## [ABOUT THIS EXERCISE]
Reproduce word for word the part of the Lenten reflection that starts at "The part that" and stops after "where I struggle.".

## [DOCUMENT EXTRACT]
A Lenten reflection, moving into Holy Week.
When I read the paraphrased quote from Tolkien on the picture before the beginning of your article and Romans 8:28 underneath, I paused for a while trying to wrap my head around the connection. Yet in reading the article I am finding an incomplete connection for myself personally. I know that sadness, grief, anger, rage, and numerous other emotions that rise up in us when sad/bad things happen in our life either personally or even outside our personal experiences and connections.
I can wrap my head around my husband's diagnosis of lymphoma because this is an older adult. And yes, I have spent more time married to this man than without him in my life. And yet I can wrap my head around this quote and Romans 8:28.
The part that is hard to wrap my head around is when children/young people succumb to suicide, are the victims of murder/human trafficking...and the list goes on, or are born with genetic disorders that ravage their bodies and the lives of their families. There is where I struggle.
I shared this beautiful essay on my FB page a few days ago. My dear cousin (we are in our late 60's) had commented, "Thanks so much for sharing this!" I learned today that her daughter, a dear Christian mother of 3 boys, has in recent weeks found out she has bone cancer. I reread this essay thinking about this young mother, and her mom's comment of thanks. So poignant and layered in meaning to me now. The faithful Christian life has so many ripples when we toss our stones of faithful words on the sea of life, many of them rippling into eternity. Thank you Pastor Sauls for the time and thought in tossing out these faithful, encouraging words.

## [DATA EXCERPTS]

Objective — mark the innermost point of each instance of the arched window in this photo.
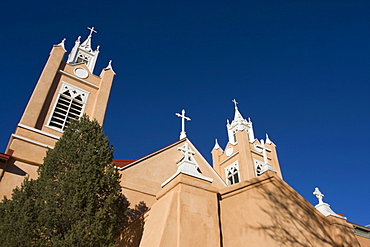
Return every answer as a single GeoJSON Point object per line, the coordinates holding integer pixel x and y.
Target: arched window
{"type": "Point", "coordinates": [82, 59]}
{"type": "Point", "coordinates": [232, 174]}
{"type": "Point", "coordinates": [70, 105]}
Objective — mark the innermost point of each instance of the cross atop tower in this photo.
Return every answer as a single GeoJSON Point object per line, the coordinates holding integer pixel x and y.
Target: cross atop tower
{"type": "Point", "coordinates": [319, 195]}
{"type": "Point", "coordinates": [235, 102]}
{"type": "Point", "coordinates": [187, 152]}
{"type": "Point", "coordinates": [91, 30]}
{"type": "Point", "coordinates": [182, 115]}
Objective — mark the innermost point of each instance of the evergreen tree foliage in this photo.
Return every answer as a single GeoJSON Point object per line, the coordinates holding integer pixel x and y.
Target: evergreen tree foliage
{"type": "Point", "coordinates": [77, 199]}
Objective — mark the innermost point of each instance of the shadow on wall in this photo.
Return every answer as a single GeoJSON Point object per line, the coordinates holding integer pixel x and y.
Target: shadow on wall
{"type": "Point", "coordinates": [131, 235]}
{"type": "Point", "coordinates": [295, 222]}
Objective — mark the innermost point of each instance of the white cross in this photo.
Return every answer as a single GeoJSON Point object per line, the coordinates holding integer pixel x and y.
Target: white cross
{"type": "Point", "coordinates": [91, 30]}
{"type": "Point", "coordinates": [187, 152]}
{"type": "Point", "coordinates": [235, 102]}
{"type": "Point", "coordinates": [319, 195]}
{"type": "Point", "coordinates": [263, 147]}
{"type": "Point", "coordinates": [182, 115]}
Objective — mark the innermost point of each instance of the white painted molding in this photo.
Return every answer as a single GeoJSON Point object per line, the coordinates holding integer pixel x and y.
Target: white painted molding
{"type": "Point", "coordinates": [31, 141]}
{"type": "Point", "coordinates": [38, 131]}
{"type": "Point", "coordinates": [79, 79]}
{"type": "Point", "coordinates": [187, 165]}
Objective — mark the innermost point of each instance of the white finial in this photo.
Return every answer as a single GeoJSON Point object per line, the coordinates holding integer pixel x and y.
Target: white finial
{"type": "Point", "coordinates": [268, 141]}
{"type": "Point", "coordinates": [91, 30]}
{"type": "Point", "coordinates": [319, 195]}
{"type": "Point", "coordinates": [182, 115]}
{"type": "Point", "coordinates": [263, 146]}
{"type": "Point", "coordinates": [216, 145]}
{"type": "Point", "coordinates": [110, 66]}
{"type": "Point", "coordinates": [323, 207]}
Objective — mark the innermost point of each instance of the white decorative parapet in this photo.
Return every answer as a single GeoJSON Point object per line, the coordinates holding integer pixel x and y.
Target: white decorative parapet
{"type": "Point", "coordinates": [323, 207]}
{"type": "Point", "coordinates": [187, 165]}
{"type": "Point", "coordinates": [262, 148]}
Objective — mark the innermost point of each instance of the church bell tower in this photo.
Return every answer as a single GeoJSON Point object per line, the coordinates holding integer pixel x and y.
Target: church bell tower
{"type": "Point", "coordinates": [244, 156]}
{"type": "Point", "coordinates": [64, 91]}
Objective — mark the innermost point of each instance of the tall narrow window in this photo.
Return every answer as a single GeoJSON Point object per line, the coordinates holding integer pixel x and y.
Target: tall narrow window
{"type": "Point", "coordinates": [82, 59]}
{"type": "Point", "coordinates": [232, 174]}
{"type": "Point", "coordinates": [70, 105]}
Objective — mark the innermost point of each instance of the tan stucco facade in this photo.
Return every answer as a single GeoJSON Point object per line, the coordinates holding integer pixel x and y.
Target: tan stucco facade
{"type": "Point", "coordinates": [189, 211]}
{"type": "Point", "coordinates": [33, 135]}
{"type": "Point", "coordinates": [191, 203]}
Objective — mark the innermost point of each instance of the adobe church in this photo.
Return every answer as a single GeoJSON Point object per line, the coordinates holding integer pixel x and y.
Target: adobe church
{"type": "Point", "coordinates": [239, 200]}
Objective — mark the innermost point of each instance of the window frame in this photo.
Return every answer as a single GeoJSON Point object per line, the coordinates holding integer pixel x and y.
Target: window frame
{"type": "Point", "coordinates": [65, 106]}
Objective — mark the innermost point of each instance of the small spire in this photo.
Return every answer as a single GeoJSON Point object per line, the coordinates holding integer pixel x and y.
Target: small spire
{"type": "Point", "coordinates": [110, 66]}
{"type": "Point", "coordinates": [216, 145]}
{"type": "Point", "coordinates": [268, 141]}
{"type": "Point", "coordinates": [87, 42]}
{"type": "Point", "coordinates": [318, 195]}
{"type": "Point", "coordinates": [323, 207]}
{"type": "Point", "coordinates": [237, 116]}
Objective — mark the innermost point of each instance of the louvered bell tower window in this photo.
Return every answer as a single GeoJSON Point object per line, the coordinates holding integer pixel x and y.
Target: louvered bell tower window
{"type": "Point", "coordinates": [70, 105]}
{"type": "Point", "coordinates": [82, 59]}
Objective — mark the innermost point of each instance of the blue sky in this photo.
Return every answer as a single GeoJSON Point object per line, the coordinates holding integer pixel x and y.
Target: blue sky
{"type": "Point", "coordinates": [299, 69]}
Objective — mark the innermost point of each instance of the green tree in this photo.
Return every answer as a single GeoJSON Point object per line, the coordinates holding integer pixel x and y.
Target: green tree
{"type": "Point", "coordinates": [77, 199]}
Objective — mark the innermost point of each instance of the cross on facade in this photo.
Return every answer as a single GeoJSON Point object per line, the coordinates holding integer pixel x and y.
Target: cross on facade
{"type": "Point", "coordinates": [182, 115]}
{"type": "Point", "coordinates": [187, 152]}
{"type": "Point", "coordinates": [91, 30]}
{"type": "Point", "coordinates": [319, 195]}
{"type": "Point", "coordinates": [263, 148]}
{"type": "Point", "coordinates": [235, 102]}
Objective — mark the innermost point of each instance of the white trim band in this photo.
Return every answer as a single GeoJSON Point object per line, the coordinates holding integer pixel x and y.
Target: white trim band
{"type": "Point", "coordinates": [32, 141]}
{"type": "Point", "coordinates": [79, 79]}
{"type": "Point", "coordinates": [38, 131]}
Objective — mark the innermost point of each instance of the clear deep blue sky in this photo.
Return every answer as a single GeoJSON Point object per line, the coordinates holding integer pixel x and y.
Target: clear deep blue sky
{"type": "Point", "coordinates": [300, 69]}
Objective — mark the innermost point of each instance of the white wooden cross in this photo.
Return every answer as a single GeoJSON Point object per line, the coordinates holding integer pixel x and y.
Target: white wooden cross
{"type": "Point", "coordinates": [91, 30]}
{"type": "Point", "coordinates": [182, 115]}
{"type": "Point", "coordinates": [187, 152]}
{"type": "Point", "coordinates": [319, 195]}
{"type": "Point", "coordinates": [263, 149]}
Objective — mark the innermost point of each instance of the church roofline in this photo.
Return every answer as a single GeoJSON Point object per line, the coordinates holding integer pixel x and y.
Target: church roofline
{"type": "Point", "coordinates": [151, 154]}
{"type": "Point", "coordinates": [120, 163]}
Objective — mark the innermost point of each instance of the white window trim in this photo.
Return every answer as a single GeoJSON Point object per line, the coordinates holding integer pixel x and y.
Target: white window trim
{"type": "Point", "coordinates": [65, 84]}
{"type": "Point", "coordinates": [228, 168]}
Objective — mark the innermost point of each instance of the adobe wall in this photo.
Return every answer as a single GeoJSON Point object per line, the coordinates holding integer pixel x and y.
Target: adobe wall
{"type": "Point", "coordinates": [265, 211]}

## [EXERCISE OUTPUT]
The part that is hard to wrap my head around is when children/young people succumb to suicide, are the victims of murder/human trafficking...and the list goes on, or are born with genetic disorders that ravage their bodies and the lives of their families. There is where I struggle.